__EXERCISE__
Copy every row below word for word, leaving out the pictures.

+===+

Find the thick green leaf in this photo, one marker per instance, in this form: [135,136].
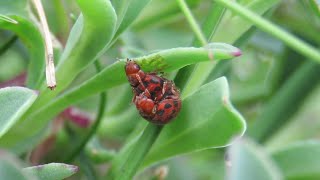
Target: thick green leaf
[300,160]
[14,101]
[207,120]
[30,36]
[88,39]
[19,8]
[250,162]
[114,75]
[10,168]
[52,171]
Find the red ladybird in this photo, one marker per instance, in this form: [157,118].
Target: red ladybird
[156,98]
[158,113]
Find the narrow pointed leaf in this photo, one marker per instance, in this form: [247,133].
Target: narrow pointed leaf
[11,168]
[300,160]
[250,162]
[18,21]
[14,101]
[52,171]
[88,39]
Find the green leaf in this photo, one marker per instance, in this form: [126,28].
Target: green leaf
[30,35]
[136,6]
[52,171]
[207,120]
[250,162]
[14,101]
[299,160]
[10,168]
[19,8]
[289,39]
[88,39]
[114,75]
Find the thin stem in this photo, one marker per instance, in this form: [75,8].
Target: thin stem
[315,7]
[94,127]
[194,25]
[201,71]
[50,70]
[286,101]
[269,27]
[139,151]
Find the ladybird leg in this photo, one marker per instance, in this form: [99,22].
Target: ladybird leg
[147,93]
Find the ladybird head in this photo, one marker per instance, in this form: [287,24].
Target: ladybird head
[132,67]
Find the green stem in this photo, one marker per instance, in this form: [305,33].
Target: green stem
[139,150]
[209,27]
[315,7]
[94,127]
[269,27]
[8,44]
[194,25]
[286,101]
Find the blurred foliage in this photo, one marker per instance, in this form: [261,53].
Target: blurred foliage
[274,86]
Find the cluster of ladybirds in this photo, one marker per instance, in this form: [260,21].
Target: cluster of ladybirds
[156,98]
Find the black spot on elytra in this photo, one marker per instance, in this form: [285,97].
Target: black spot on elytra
[145,83]
[153,93]
[157,88]
[167,106]
[175,103]
[154,81]
[160,113]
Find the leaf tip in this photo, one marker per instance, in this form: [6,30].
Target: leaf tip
[73,168]
[237,53]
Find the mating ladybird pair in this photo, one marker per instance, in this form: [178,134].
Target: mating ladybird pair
[156,98]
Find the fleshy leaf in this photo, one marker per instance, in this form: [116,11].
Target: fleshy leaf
[88,39]
[17,20]
[11,168]
[14,101]
[299,160]
[114,75]
[52,171]
[250,162]
[207,120]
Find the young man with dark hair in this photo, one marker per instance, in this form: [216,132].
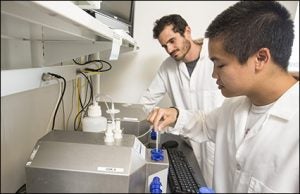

+===+

__TASK RESULT__
Find the thick green leaf in this photo, one marker per instance, in this form: [135,136].
Target: thick green leaf
[300,160]
[14,101]
[207,120]
[30,36]
[88,39]
[19,8]
[250,162]
[114,75]
[10,168]
[52,171]
Find the red ladybird in this photo, one marker per instance, in this form: [157,118].
Target: red ladybird
[156,98]
[158,113]
Find the narrow pointed leaf in this photo, one marker per instance, in this form: [247,133].
Target: narrow pointed leaf
[11,168]
[300,160]
[250,162]
[18,21]
[14,101]
[52,171]
[88,39]
Find the green leaf in this photo, one marker per instance, in this form: [126,28].
Target: green leaf
[30,35]
[136,6]
[52,171]
[207,120]
[250,162]
[14,101]
[299,160]
[10,168]
[19,8]
[289,39]
[88,39]
[114,75]
Find the thin stem in this photo, one marker per instance, in this form: [75,8].
Target: thin stem
[315,7]
[94,127]
[194,25]
[201,71]
[50,70]
[286,101]
[269,27]
[139,151]
Find the ladybird leg in this photo, one marker per instance, in this form: [99,22].
Target: ladybird leg
[147,93]
Find the ladybird head in this photo, one marker per instance, in this form: [287,24].
Target: ladybird head
[132,67]
Find the green stem in this photo, one marker per instance, in this form: [305,33].
Target: green stem
[139,150]
[209,27]
[315,7]
[94,127]
[269,27]
[8,44]
[194,25]
[286,101]
Find the blurred foliage in this photo, one marker per instance, in this form: [261,53].
Target: blurred foliage
[274,86]
Find the cluster of ladybirds in this photo, one marker per instance, in this form: [260,21].
Target: cluster of ladybirds
[156,98]
Find the black spot on elytra in this photo, one marker per instance, in this form: [285,97].
Target: black spot on elytra
[145,83]
[153,93]
[157,88]
[167,106]
[175,103]
[154,81]
[160,113]
Find the leaf tip in this photo, one marker per instance, in this form: [6,30].
Target: leaf tip
[73,168]
[237,53]
Find the mating ladybird pair in this photo, one marker per instance, in this form: [178,134].
Target: mating ladybird pair
[156,98]
Find the fleshy leaf in this photo, one marker per instance, in this form: [116,11].
Target: fleshy leaf
[88,39]
[17,20]
[11,168]
[14,101]
[299,160]
[114,75]
[52,171]
[250,162]
[207,120]
Find the young man with dark hair in this photo, one marker per instance, in this form: [216,132].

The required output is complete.